===== Extrait cité =====

Cela dit, le Canada s'en tirerait mieux si nous avions des marchés de l'électricité plus ouverts et une libéralisation des échanges. Cela contribuerait à un plus propre réseau d'électricité.

La sénatrice Johnson : La libéralisation est le point intéressant ici.

M. Cleland : Le Canada n'est pas très doué à ce chapitre.

M. Pineau : Il est extrêmement difficile de favoriser l'accroissement du commerce de l'électricité partout au Canada. Je suis d'accord avec Mike Cleland : le marché est en réalité un débouché que les provinces canadiennes exploitent déjà et qu'elles envisagent de plus en plus. Mais s'il y avait une stratégie fédérale, et s'il y avait une volonté ferme d'aider les provinces, particulièrement dans les Maritimes, où la Nouvelle-Écosse et le Nouveau-Brunswick comptent énormément sur les centrales thermiques, qui émettent des émissions très importantes. En Nouvelle-Écosse, 44 p.100 de ces émissions totales viennent du secteur de l'électricité. Au lieu de promouvoir l'aménagement d'un lien judicieux entre le Québec, le Nouveau-Brunswick et la Nouvelle-Écosse, le gouvernement fédéral fait la promotion d'un lien très cher et incomplet reliant le Labrador à la Nouvelle-Écosse, en passant par Terre-Neuve.

Il serait nécessaire de documenter tout cela et d'avoir d'autres discussions et études sur les avantages pour les Canadiens. Ensuite, le gouvernement fédéral pourrait aider en finançant ou en appuyant d'une quelconque façon les options de transport les plus rentables au Canada, ou aux États-Unis, sachant que, à long terme, cela nous enrichira parce que nous serons en mesure de vendre plus d'hydroélectricité.

===== Lignes affichées =====

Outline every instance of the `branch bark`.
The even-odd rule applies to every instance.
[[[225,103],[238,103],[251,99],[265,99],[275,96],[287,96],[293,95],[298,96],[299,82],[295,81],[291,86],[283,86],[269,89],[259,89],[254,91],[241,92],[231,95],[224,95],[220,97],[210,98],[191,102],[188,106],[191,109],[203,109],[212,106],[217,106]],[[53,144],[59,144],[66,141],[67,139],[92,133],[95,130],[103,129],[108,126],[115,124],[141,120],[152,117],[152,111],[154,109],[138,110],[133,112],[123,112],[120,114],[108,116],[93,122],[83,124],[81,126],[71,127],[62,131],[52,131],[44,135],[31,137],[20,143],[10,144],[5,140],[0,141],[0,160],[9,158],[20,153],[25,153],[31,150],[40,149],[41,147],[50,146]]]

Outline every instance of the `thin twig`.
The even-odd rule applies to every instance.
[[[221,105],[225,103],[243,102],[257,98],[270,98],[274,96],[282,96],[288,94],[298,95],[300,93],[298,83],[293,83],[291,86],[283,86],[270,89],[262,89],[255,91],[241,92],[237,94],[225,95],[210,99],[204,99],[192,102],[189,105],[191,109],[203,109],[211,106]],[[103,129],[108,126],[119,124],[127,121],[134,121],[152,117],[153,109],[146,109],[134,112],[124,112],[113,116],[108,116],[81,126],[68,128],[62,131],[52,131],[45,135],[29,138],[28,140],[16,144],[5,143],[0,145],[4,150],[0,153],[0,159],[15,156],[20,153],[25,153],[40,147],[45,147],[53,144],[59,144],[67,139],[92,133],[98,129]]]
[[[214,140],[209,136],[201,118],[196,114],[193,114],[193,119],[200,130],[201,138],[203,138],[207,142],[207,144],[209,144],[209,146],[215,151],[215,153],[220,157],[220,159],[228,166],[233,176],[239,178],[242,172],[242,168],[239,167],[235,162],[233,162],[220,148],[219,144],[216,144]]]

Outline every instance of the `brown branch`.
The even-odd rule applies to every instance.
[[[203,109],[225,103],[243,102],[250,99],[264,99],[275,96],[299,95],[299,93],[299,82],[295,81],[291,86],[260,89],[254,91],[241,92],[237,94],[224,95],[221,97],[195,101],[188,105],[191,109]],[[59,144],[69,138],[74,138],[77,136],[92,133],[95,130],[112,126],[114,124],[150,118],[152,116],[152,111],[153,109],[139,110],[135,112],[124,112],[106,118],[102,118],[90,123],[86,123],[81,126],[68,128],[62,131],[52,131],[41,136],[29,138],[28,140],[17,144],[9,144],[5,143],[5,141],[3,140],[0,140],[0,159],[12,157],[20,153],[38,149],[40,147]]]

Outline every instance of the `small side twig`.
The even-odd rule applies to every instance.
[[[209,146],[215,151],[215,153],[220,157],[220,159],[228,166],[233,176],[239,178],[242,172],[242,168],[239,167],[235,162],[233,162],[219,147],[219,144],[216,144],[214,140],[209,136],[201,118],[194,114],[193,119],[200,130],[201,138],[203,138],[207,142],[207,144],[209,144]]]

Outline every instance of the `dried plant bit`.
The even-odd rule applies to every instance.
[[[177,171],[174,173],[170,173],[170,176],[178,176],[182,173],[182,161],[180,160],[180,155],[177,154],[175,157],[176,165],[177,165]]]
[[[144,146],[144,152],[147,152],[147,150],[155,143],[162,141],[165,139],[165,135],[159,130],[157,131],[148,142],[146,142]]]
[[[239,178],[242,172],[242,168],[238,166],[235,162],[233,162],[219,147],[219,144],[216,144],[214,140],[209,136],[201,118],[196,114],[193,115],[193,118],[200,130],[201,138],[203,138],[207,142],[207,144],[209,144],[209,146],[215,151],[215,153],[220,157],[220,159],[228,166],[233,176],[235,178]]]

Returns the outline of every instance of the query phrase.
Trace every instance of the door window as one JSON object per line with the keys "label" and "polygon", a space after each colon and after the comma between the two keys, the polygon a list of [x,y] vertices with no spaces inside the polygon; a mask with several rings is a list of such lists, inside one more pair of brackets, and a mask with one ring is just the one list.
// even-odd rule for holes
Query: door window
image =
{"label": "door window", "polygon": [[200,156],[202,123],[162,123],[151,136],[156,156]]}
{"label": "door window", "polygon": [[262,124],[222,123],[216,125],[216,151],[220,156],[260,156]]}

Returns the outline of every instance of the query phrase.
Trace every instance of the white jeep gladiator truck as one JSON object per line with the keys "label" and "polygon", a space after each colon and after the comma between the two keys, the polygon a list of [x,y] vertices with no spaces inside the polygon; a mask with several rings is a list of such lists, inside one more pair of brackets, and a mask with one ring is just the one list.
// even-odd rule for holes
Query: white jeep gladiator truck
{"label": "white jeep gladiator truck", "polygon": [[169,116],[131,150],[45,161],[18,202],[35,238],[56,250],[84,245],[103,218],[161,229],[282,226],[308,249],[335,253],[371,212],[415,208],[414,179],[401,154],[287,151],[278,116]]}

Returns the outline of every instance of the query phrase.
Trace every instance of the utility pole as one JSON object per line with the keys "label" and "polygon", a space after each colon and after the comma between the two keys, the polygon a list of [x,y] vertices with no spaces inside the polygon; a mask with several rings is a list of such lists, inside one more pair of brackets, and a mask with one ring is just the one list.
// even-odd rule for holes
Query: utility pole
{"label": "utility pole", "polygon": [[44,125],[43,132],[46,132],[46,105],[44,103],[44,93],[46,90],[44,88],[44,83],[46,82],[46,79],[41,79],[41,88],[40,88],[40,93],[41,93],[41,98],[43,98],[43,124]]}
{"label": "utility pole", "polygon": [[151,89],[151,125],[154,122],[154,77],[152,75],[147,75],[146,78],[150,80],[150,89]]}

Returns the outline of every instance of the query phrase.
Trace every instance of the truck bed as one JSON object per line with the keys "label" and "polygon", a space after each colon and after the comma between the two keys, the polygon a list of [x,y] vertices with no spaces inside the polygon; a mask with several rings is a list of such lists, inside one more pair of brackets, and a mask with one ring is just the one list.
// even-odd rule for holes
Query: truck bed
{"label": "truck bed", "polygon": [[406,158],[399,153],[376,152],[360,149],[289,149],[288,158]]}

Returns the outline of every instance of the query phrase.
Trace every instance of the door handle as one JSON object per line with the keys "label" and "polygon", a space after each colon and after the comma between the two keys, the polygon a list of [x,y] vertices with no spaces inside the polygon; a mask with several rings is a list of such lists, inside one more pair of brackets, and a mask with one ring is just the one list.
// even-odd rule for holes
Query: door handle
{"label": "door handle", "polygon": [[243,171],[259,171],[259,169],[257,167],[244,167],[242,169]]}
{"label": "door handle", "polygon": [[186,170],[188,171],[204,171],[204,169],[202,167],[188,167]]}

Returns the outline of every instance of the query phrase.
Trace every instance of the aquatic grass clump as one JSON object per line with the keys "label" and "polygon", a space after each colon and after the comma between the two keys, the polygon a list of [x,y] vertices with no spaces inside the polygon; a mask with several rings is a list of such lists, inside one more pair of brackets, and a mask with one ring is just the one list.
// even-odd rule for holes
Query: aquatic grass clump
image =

=====

# Consigne A
Résumez en deux phrases l'extrait sur le commerce de l'électricité.
# Consigne B
Répondez aux questions suivantes à partir de l'extrait sur le commerce de l'électricité.
(i) Quelle part des émissions totales de la Nouvelle-Écosse provient du secteur de l'électricité ?
(ii) Selon M. Cleland, comment le Canada se débrouille-t-il en matière de libéralisation ?
(iii) Que le Canada serait-il en mesure de vendre davantage à long terme ?

# Réponse complète A
L'extrait avance que le Canada s'en tirerait mieux avec des marchés de l'électricité plus ouverts et une libéralisation des échanges, ce qui contribuerait à un réseau plus propre, mais M. Pineau juge extrêmement difficile d'accroître ce commerce partout au pays. Il reproche au gouvernement fédéral de promouvoir un lien très cher et incomplet entre le Labrador et la Nouvelle-Écosse, plutôt qu'un lien entre le Québec, le Nouveau-Brunswick et la Nouvelle-Écosse, et propose de documenter les avantages pour les Canadiens puis d'appuyer les options de transport les plus rentables.

# Réponse complète B
(i) 44 p. 100.
(ii) Il n'est pas très doué à ce chapitre.
(iii) De l'hydroélectricité.